- [Problem]:
Quote each line exactly, from the line that contains "rein in this photo, one line per instance." down to the last line of the listing, and no other lines.

Items from a dataset
************

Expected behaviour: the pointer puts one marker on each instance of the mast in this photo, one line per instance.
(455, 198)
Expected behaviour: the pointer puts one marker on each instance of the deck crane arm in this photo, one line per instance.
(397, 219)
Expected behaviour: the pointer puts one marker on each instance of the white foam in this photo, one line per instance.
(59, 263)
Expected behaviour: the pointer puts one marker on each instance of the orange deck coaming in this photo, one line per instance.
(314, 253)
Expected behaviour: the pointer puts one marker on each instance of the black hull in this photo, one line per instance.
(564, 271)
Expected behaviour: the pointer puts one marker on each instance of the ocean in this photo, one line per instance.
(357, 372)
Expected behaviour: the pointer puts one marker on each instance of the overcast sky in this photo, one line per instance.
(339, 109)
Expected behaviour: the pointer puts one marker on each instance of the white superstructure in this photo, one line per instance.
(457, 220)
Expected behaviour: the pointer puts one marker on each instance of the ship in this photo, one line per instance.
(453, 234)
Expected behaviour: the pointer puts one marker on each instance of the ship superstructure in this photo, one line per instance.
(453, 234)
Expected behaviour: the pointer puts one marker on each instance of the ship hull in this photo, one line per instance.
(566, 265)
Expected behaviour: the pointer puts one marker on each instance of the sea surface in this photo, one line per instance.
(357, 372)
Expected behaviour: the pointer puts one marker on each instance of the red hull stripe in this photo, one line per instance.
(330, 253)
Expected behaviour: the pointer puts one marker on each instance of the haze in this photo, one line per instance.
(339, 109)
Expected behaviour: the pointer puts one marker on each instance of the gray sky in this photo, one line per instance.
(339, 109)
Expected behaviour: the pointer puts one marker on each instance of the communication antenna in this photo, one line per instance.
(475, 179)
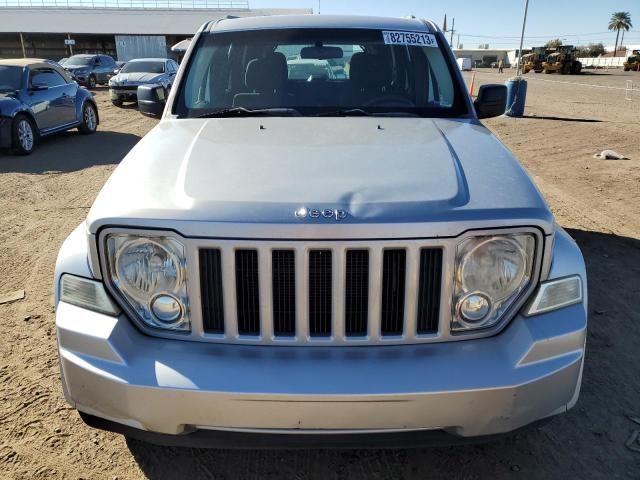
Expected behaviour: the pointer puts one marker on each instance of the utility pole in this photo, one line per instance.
(524, 24)
(453, 24)
(24, 53)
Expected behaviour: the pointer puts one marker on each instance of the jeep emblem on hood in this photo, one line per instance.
(337, 214)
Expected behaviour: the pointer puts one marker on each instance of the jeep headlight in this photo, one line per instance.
(490, 274)
(149, 274)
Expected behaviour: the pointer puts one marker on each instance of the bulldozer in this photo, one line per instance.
(563, 60)
(534, 60)
(633, 62)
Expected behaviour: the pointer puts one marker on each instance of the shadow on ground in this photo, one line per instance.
(70, 151)
(563, 119)
(588, 442)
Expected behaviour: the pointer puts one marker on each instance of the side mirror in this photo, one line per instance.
(491, 101)
(151, 100)
(38, 87)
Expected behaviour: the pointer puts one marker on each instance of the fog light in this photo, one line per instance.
(474, 307)
(166, 309)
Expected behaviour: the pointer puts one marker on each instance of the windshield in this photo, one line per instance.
(78, 61)
(143, 67)
(10, 78)
(320, 72)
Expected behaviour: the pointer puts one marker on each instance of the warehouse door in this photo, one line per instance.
(129, 47)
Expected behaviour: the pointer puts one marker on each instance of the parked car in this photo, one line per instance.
(39, 98)
(90, 70)
(343, 262)
(142, 71)
(464, 64)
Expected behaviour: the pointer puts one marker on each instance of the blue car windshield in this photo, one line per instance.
(143, 67)
(10, 78)
(78, 61)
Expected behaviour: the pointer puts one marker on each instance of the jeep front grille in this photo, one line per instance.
(333, 295)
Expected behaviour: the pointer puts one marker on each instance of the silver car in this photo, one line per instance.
(142, 71)
(320, 262)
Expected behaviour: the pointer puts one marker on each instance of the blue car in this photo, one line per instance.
(39, 98)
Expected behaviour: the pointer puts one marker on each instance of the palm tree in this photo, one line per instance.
(620, 21)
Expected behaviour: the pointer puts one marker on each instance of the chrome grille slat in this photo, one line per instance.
(411, 288)
(229, 292)
(265, 319)
(338, 283)
(320, 293)
(375, 289)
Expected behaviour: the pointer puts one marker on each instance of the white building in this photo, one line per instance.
(146, 27)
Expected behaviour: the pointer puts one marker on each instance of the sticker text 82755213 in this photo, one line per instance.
(409, 38)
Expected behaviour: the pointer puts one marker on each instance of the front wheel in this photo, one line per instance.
(89, 122)
(23, 135)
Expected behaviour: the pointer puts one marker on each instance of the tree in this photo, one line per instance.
(554, 43)
(620, 21)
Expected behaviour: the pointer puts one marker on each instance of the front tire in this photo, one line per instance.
(89, 122)
(24, 134)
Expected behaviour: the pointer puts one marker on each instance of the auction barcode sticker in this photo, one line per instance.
(410, 38)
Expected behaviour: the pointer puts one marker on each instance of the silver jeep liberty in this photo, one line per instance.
(319, 244)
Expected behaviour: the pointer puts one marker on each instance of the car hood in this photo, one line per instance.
(247, 176)
(139, 77)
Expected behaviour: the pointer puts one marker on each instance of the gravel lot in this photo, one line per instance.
(43, 197)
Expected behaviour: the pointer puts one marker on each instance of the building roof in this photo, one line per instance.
(156, 59)
(24, 62)
(36, 63)
(319, 21)
(121, 21)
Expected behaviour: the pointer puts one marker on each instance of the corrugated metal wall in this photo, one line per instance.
(129, 47)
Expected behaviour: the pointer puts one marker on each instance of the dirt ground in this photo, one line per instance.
(43, 197)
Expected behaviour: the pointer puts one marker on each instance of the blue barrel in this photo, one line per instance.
(516, 96)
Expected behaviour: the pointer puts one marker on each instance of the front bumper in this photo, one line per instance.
(6, 125)
(531, 371)
(122, 94)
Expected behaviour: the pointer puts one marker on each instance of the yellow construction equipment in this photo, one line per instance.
(563, 61)
(633, 62)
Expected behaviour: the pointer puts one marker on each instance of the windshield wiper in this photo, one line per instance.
(360, 112)
(245, 112)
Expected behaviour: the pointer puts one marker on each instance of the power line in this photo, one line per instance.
(542, 36)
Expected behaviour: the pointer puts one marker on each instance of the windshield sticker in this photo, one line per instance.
(410, 38)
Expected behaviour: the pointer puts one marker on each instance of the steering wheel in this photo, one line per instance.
(390, 101)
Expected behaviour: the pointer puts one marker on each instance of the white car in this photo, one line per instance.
(123, 87)
(354, 261)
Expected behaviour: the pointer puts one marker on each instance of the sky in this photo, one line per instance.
(497, 23)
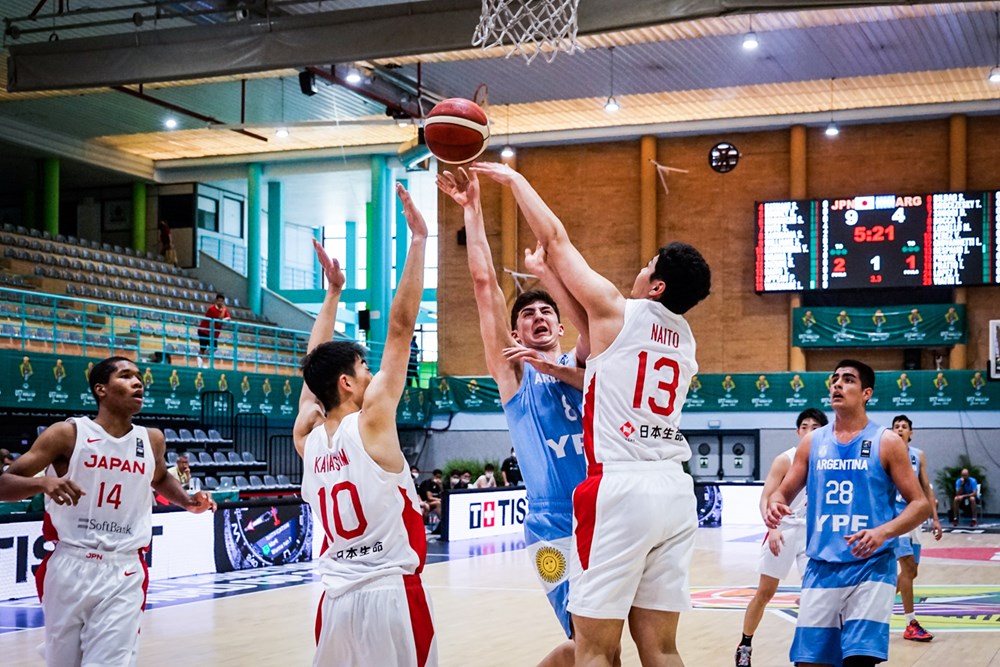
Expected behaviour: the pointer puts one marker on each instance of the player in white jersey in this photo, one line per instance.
(98, 511)
(908, 546)
(630, 557)
(374, 609)
(784, 545)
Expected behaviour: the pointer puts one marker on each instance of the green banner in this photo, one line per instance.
(894, 390)
(59, 382)
(936, 325)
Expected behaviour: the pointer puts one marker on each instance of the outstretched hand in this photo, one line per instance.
(414, 219)
(498, 171)
(534, 261)
(331, 267)
(464, 188)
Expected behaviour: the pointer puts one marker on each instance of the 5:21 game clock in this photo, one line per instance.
(944, 239)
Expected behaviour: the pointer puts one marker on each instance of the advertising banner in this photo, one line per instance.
(934, 325)
(58, 382)
(483, 512)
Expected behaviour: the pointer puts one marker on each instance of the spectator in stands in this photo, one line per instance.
(487, 480)
(181, 471)
(430, 492)
(167, 243)
(413, 368)
(209, 329)
(510, 471)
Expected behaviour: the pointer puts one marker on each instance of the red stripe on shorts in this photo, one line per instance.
(319, 618)
(420, 617)
(585, 511)
(40, 574)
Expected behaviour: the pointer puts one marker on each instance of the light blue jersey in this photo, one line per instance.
(848, 491)
(914, 454)
(547, 433)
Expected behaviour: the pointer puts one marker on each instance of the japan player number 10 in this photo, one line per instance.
(663, 390)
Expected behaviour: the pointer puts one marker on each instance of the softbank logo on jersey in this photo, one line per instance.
(507, 512)
(115, 463)
(331, 462)
(103, 526)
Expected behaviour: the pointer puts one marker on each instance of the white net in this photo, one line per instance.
(529, 27)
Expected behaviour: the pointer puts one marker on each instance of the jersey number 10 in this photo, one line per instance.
(337, 493)
(669, 387)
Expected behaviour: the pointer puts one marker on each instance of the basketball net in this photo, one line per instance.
(529, 27)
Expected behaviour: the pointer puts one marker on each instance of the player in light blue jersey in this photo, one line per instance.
(908, 547)
(540, 388)
(851, 469)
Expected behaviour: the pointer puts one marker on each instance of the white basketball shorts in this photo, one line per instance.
(93, 602)
(385, 622)
(792, 551)
(633, 535)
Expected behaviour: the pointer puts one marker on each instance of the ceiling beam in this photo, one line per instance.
(323, 39)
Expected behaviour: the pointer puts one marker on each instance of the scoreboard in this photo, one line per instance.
(943, 239)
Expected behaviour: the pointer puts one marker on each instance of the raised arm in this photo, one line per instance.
(536, 263)
(494, 326)
(310, 410)
(604, 304)
(378, 412)
(53, 446)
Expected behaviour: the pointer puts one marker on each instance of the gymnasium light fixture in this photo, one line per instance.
(995, 72)
(750, 39)
(831, 129)
(612, 104)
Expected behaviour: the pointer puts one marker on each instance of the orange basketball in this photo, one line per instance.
(456, 130)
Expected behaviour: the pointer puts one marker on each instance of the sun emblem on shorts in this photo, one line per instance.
(551, 564)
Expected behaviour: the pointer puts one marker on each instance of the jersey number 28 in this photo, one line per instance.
(666, 386)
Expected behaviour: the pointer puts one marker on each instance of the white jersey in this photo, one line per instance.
(798, 504)
(371, 517)
(116, 514)
(635, 389)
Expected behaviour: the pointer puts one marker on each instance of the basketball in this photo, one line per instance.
(456, 130)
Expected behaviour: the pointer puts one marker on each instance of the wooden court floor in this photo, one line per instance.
(489, 611)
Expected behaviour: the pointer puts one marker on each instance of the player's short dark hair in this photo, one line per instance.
(686, 274)
(322, 368)
(865, 372)
(102, 371)
(526, 299)
(902, 418)
(811, 413)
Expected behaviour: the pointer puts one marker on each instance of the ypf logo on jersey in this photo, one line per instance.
(866, 449)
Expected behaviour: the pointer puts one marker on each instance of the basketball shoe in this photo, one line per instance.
(914, 632)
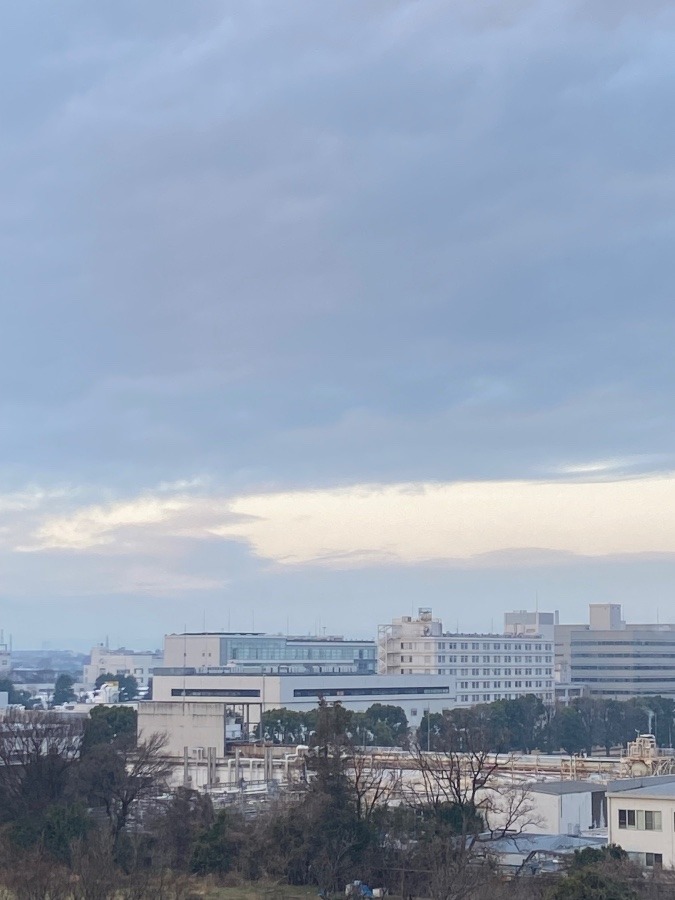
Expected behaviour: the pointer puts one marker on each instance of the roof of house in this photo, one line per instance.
(526, 843)
(564, 787)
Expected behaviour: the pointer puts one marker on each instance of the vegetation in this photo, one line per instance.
(85, 813)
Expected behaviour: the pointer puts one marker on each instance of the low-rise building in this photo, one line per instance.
(252, 694)
(641, 819)
(256, 651)
(615, 659)
(121, 662)
(486, 667)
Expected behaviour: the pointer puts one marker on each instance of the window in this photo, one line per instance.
(640, 819)
(652, 820)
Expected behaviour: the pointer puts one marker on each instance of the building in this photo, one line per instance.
(486, 667)
(121, 662)
(532, 853)
(249, 695)
(614, 659)
(641, 819)
(522, 623)
(568, 807)
(269, 653)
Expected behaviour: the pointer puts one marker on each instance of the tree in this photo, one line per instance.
(119, 776)
(38, 757)
(591, 884)
(109, 725)
(569, 730)
(63, 689)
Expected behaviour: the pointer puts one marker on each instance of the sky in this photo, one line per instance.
(317, 313)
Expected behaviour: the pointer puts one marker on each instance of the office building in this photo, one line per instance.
(121, 662)
(616, 660)
(270, 653)
(486, 667)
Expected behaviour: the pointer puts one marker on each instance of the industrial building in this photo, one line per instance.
(252, 694)
(269, 653)
(486, 667)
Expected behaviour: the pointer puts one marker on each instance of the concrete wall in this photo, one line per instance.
(185, 724)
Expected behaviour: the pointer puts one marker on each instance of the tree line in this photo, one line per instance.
(587, 725)
(85, 813)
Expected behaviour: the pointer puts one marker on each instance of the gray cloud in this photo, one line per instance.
(278, 245)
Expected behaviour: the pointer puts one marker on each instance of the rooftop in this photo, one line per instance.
(564, 787)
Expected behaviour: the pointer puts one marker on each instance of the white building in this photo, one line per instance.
(641, 814)
(486, 667)
(121, 662)
(615, 659)
(252, 694)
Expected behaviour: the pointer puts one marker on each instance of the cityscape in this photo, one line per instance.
(337, 450)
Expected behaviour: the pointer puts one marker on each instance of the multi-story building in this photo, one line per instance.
(121, 662)
(641, 819)
(486, 667)
(250, 694)
(614, 659)
(270, 653)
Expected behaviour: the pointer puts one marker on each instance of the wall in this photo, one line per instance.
(635, 841)
(185, 724)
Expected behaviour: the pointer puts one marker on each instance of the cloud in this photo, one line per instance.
(402, 524)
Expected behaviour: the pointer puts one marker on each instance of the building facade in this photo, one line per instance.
(269, 653)
(486, 667)
(252, 694)
(121, 662)
(614, 659)
(641, 814)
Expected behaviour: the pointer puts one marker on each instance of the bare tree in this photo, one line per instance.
(373, 784)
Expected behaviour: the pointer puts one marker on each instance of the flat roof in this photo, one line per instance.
(663, 791)
(565, 787)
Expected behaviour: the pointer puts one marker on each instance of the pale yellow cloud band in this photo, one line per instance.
(413, 522)
(404, 523)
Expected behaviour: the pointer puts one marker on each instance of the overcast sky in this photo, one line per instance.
(318, 312)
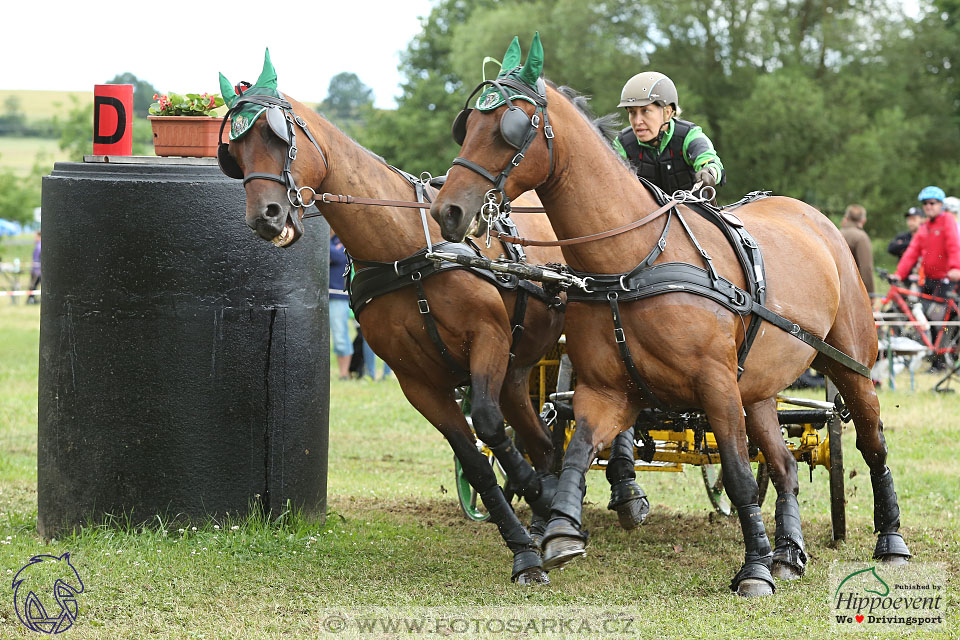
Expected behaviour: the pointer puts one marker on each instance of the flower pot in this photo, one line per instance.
(194, 136)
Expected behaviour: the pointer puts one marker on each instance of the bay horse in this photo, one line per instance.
(684, 346)
(474, 320)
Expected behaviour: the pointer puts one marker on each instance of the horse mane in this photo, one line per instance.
(606, 126)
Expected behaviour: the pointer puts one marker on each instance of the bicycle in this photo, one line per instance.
(925, 318)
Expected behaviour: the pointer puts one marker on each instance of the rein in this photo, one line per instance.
(332, 198)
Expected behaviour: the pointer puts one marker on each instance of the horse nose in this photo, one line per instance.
(451, 219)
(272, 212)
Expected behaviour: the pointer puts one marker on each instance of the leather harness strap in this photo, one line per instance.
(582, 239)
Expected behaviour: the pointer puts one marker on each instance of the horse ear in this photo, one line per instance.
(511, 58)
(533, 67)
(268, 77)
(227, 91)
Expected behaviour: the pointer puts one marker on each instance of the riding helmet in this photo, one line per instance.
(647, 87)
(932, 193)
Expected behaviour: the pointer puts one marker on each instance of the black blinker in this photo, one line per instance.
(459, 129)
(227, 163)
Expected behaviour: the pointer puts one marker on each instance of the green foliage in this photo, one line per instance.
(346, 97)
(143, 92)
(831, 102)
(189, 104)
(20, 195)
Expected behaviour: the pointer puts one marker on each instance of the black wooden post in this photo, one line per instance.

************

- [Written answer]:
Expected behaviour: the pointer puts one marker on each instance of the rein in this photo, one line per instance.
(332, 198)
Expected behaviour: the pointer puts one marker on each instance of the horse nose in this photo, one line per instance.
(451, 219)
(272, 212)
Expected behaviour: the pointer puts one marker on each instance of the leather harness strap in this photo, one line per instance.
(582, 239)
Expected behaviour: the pointer puts one marker on each instance of the horse ear in this photo, one line per instance.
(511, 58)
(533, 67)
(268, 77)
(227, 91)
Expected behaviour: the pointer puts one marker on each instance of the riding helmet in this photo, one line per instance.
(647, 87)
(932, 193)
Expected behaviour: the pointer puts one marker on each instance of the black blinker in this photo, one line per instance.
(459, 129)
(227, 163)
Expected behaviour: the pointer puts one marker on each instance of the green foliage in this photo, one line per instance.
(346, 97)
(143, 92)
(831, 102)
(189, 104)
(20, 195)
Expected behaviour: the pointer puts one marker on each instance of the black wooden post in this photo, one line per instance.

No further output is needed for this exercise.